◆ ASSIGNMENT: Go through the data below and return each line containing the word "cockpit".
--*--
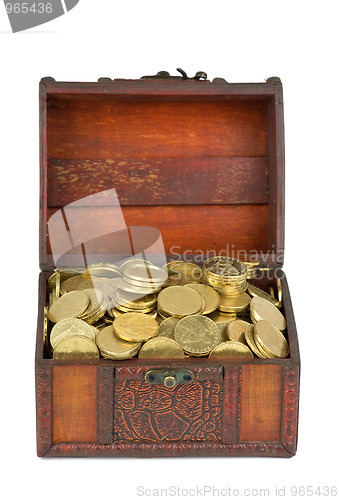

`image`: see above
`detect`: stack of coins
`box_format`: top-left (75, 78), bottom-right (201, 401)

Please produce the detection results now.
top-left (250, 296), bottom-right (286, 331)
top-left (202, 256), bottom-right (248, 296)
top-left (112, 289), bottom-right (157, 315)
top-left (78, 288), bottom-right (107, 325)
top-left (96, 324), bottom-right (142, 360)
top-left (46, 257), bottom-right (289, 361)
top-left (119, 260), bottom-right (167, 295)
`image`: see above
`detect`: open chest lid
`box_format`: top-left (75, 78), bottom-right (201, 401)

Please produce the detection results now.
top-left (40, 70), bottom-right (284, 272)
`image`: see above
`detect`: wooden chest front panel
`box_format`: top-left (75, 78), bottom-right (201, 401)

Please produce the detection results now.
top-left (52, 365), bottom-right (97, 443)
top-left (114, 379), bottom-right (222, 442)
top-left (113, 366), bottom-right (224, 443)
top-left (36, 362), bottom-right (296, 454)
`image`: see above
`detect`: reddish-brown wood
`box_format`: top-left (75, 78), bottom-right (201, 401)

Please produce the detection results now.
top-left (47, 157), bottom-right (269, 207)
top-left (52, 365), bottom-right (97, 443)
top-left (45, 204), bottom-right (269, 267)
top-left (47, 96), bottom-right (267, 159)
top-left (36, 75), bottom-right (299, 458)
top-left (239, 364), bottom-right (283, 442)
top-left (222, 366), bottom-right (240, 444)
top-left (40, 77), bottom-right (284, 270)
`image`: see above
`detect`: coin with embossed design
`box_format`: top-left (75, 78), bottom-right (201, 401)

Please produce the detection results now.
top-left (174, 315), bottom-right (220, 356)
top-left (50, 317), bottom-right (96, 349)
top-left (53, 335), bottom-right (99, 359)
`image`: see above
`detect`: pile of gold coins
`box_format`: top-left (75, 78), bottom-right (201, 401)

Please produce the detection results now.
top-left (45, 256), bottom-right (289, 361)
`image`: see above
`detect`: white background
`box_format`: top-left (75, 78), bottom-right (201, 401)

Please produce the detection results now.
top-left (1, 1), bottom-right (338, 498)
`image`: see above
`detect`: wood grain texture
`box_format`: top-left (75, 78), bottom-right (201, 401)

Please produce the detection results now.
top-left (240, 364), bottom-right (282, 442)
top-left (53, 365), bottom-right (97, 443)
top-left (222, 366), bottom-right (240, 444)
top-left (97, 366), bottom-right (114, 445)
top-left (47, 157), bottom-right (269, 207)
top-left (45, 204), bottom-right (269, 266)
top-left (47, 97), bottom-right (268, 160)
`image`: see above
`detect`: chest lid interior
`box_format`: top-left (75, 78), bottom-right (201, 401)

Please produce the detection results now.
top-left (40, 71), bottom-right (284, 271)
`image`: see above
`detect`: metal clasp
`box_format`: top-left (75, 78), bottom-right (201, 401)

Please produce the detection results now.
top-left (141, 68), bottom-right (207, 81)
top-left (145, 369), bottom-right (195, 388)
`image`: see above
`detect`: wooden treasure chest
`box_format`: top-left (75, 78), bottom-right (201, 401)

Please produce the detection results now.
top-left (36, 69), bottom-right (300, 458)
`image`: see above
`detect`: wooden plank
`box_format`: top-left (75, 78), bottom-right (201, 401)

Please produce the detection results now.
top-left (97, 366), bottom-right (114, 445)
top-left (53, 365), bottom-right (97, 443)
top-left (47, 157), bottom-right (269, 207)
top-left (36, 365), bottom-right (53, 456)
top-left (240, 364), bottom-right (282, 442)
top-left (47, 97), bottom-right (268, 159)
top-left (45, 204), bottom-right (269, 266)
top-left (222, 366), bottom-right (240, 444)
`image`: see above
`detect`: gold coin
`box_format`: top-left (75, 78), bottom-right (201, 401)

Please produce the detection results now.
top-left (114, 290), bottom-right (157, 309)
top-left (217, 322), bottom-right (230, 342)
top-left (50, 317), bottom-right (95, 349)
top-left (203, 256), bottom-right (247, 280)
top-left (47, 269), bottom-right (81, 293)
top-left (209, 341), bottom-right (254, 360)
top-left (138, 337), bottom-right (185, 359)
top-left (53, 335), bottom-right (99, 359)
top-left (43, 307), bottom-right (48, 346)
top-left (55, 270), bottom-right (60, 299)
top-left (82, 263), bottom-right (122, 280)
top-left (60, 276), bottom-right (90, 294)
top-left (79, 289), bottom-right (105, 317)
top-left (47, 290), bottom-right (89, 323)
top-left (157, 286), bottom-right (204, 318)
top-left (96, 325), bottom-right (141, 359)
top-left (118, 280), bottom-right (162, 295)
top-left (163, 275), bottom-right (200, 287)
top-left (123, 262), bottom-right (167, 283)
top-left (218, 293), bottom-right (250, 313)
top-left (163, 260), bottom-right (185, 274)
top-left (243, 260), bottom-right (259, 278)
top-left (115, 303), bottom-right (156, 314)
top-left (184, 283), bottom-right (220, 314)
top-left (254, 320), bottom-right (289, 358)
top-left (207, 310), bottom-right (237, 324)
top-left (158, 317), bottom-right (180, 339)
top-left (169, 262), bottom-right (203, 280)
top-left (244, 324), bottom-right (267, 358)
top-left (174, 315), bottom-right (220, 356)
top-left (250, 296), bottom-right (286, 330)
top-left (120, 258), bottom-right (153, 271)
top-left (113, 312), bottom-right (159, 342)
top-left (247, 283), bottom-right (280, 307)
top-left (75, 276), bottom-right (108, 291)
top-left (226, 319), bottom-right (251, 344)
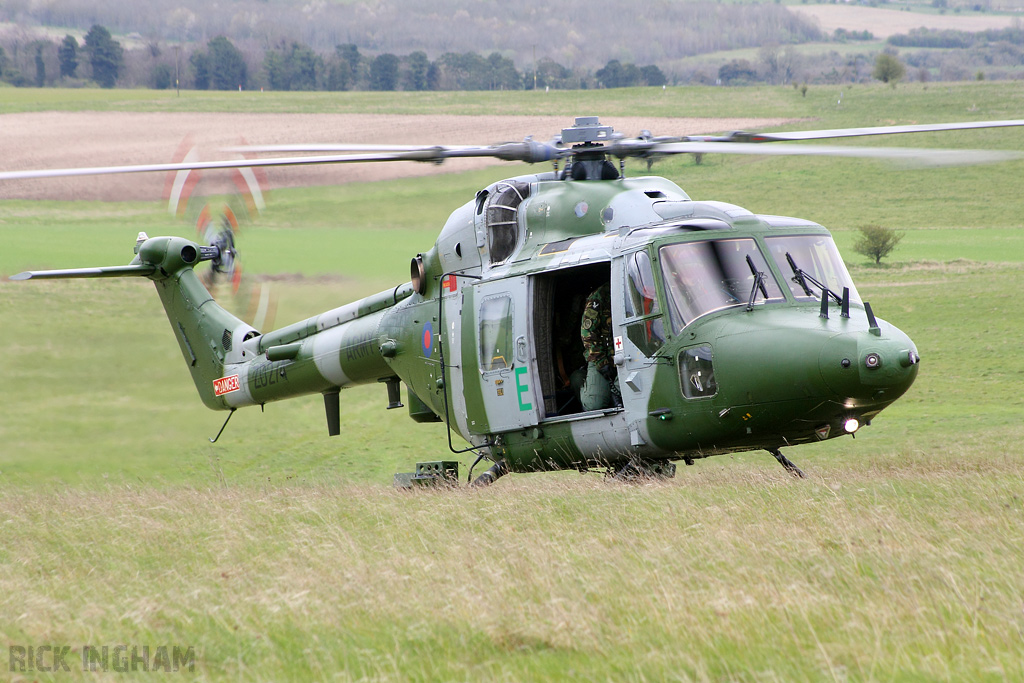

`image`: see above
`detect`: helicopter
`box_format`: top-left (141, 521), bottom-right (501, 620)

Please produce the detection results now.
top-left (7, 115), bottom-right (1024, 486)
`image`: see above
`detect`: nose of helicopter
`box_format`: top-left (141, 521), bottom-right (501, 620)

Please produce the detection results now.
top-left (706, 308), bottom-right (920, 423)
top-left (650, 308), bottom-right (920, 453)
top-left (818, 325), bottom-right (920, 404)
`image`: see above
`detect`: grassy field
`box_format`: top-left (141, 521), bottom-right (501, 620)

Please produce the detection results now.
top-left (2, 80), bottom-right (1023, 125)
top-left (2, 83), bottom-right (1024, 680)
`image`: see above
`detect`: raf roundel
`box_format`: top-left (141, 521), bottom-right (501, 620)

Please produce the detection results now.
top-left (421, 322), bottom-right (433, 356)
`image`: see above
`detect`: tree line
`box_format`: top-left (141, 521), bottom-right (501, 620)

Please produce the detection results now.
top-left (887, 25), bottom-right (1024, 49)
top-left (0, 24), bottom-right (122, 88)
top-left (3, 21), bottom-right (1021, 92)
top-left (0, 27), bottom-right (666, 92)
top-left (0, 0), bottom-right (822, 72)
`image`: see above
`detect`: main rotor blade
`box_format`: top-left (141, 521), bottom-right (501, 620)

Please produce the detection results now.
top-left (690, 119), bottom-right (1024, 143)
top-left (228, 140), bottom-right (566, 163)
top-left (6, 118), bottom-right (1020, 183)
top-left (0, 151), bottom-right (455, 182)
top-left (648, 141), bottom-right (1023, 166)
top-left (223, 143), bottom-right (479, 153)
top-left (0, 142), bottom-right (565, 182)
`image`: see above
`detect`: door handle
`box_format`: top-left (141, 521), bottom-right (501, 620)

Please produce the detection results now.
top-left (515, 335), bottom-right (528, 362)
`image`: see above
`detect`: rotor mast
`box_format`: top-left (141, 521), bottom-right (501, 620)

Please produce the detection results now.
top-left (561, 116), bottom-right (622, 180)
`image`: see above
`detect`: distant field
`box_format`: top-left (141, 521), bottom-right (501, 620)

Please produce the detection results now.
top-left (4, 81), bottom-right (1024, 207)
top-left (4, 80), bottom-right (1024, 121)
top-left (2, 84), bottom-right (1024, 680)
top-left (0, 112), bottom-right (797, 201)
top-left (790, 3), bottom-right (1021, 39)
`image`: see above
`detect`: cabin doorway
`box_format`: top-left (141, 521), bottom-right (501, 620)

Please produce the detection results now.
top-left (531, 262), bottom-right (612, 419)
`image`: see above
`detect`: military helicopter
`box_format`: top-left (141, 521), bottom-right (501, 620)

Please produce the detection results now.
top-left (7, 116), bottom-right (1024, 486)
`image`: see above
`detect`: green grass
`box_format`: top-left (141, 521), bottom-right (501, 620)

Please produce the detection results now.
top-left (3, 80), bottom-right (1023, 123)
top-left (3, 84), bottom-right (1024, 680)
top-left (646, 150), bottom-right (1024, 232)
top-left (2, 464), bottom-right (1023, 680)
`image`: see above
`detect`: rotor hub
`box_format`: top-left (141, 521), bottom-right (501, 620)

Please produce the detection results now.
top-left (562, 116), bottom-right (616, 146)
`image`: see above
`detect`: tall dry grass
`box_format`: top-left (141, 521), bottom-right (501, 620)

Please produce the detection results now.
top-left (2, 453), bottom-right (1022, 680)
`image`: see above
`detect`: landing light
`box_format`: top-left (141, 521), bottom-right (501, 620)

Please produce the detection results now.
top-left (844, 418), bottom-right (861, 434)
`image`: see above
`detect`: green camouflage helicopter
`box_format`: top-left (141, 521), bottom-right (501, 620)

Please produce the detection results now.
top-left (7, 116), bottom-right (1024, 486)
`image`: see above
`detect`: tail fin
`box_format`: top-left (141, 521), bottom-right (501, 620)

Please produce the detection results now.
top-left (12, 233), bottom-right (258, 410)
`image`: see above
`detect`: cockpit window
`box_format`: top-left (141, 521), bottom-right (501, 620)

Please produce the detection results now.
top-left (764, 235), bottom-right (861, 304)
top-left (659, 238), bottom-right (785, 332)
top-left (679, 345), bottom-right (717, 398)
top-left (486, 181), bottom-right (530, 264)
top-left (624, 250), bottom-right (660, 319)
top-left (624, 249), bottom-right (665, 356)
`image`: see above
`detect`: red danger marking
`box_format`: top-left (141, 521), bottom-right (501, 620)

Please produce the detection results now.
top-left (213, 374), bottom-right (241, 396)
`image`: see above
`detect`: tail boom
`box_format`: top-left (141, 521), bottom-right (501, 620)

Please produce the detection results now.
top-left (12, 234), bottom-right (418, 416)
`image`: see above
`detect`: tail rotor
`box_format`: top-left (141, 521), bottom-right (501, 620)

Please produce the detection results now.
top-left (198, 206), bottom-right (242, 293)
top-left (194, 203), bottom-right (276, 332)
top-left (167, 138), bottom-right (277, 332)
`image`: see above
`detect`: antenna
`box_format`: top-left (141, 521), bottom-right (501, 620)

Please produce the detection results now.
top-left (864, 301), bottom-right (881, 336)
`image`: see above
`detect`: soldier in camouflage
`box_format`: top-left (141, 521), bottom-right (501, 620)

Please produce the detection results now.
top-left (579, 282), bottom-right (621, 410)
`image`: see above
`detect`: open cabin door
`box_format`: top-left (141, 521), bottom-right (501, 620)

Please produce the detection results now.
top-left (529, 261), bottom-right (615, 420)
top-left (461, 275), bottom-right (541, 434)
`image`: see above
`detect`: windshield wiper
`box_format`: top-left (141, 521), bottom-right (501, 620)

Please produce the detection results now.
top-left (745, 254), bottom-right (769, 311)
top-left (785, 252), bottom-right (842, 304)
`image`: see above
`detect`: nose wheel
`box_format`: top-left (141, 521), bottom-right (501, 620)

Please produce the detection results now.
top-left (767, 448), bottom-right (806, 478)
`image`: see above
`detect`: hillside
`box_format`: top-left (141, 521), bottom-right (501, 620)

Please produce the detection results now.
top-left (1, 0), bottom-right (821, 70)
top-left (1, 0), bottom-right (1022, 88)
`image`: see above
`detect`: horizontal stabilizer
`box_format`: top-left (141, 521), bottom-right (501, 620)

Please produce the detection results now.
top-left (9, 265), bottom-right (156, 281)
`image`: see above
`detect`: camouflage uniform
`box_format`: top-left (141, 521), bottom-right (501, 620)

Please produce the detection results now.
top-left (582, 283), bottom-right (612, 370)
top-left (579, 283), bottom-right (620, 410)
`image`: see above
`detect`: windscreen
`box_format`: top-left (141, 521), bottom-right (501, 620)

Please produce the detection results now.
top-left (764, 234), bottom-right (861, 304)
top-left (659, 238), bottom-right (784, 332)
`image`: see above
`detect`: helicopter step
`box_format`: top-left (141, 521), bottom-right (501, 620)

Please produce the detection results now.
top-left (767, 448), bottom-right (806, 478)
top-left (393, 461), bottom-right (460, 489)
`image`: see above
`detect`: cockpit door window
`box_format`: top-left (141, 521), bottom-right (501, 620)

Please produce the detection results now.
top-left (623, 249), bottom-right (665, 356)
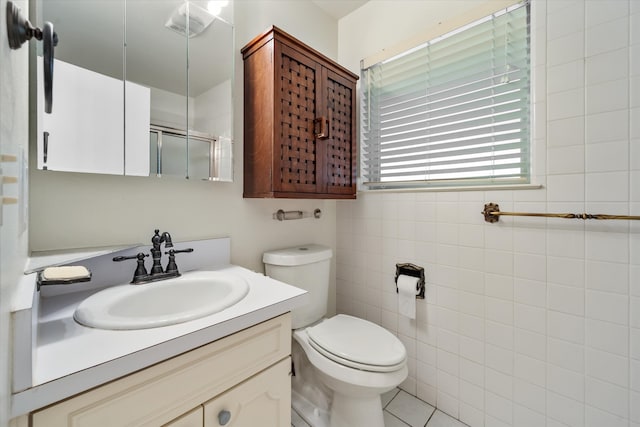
--*--
◆ EXPECTED ANSWER:
`detect`: cockpit window
`detect`: cockpit door window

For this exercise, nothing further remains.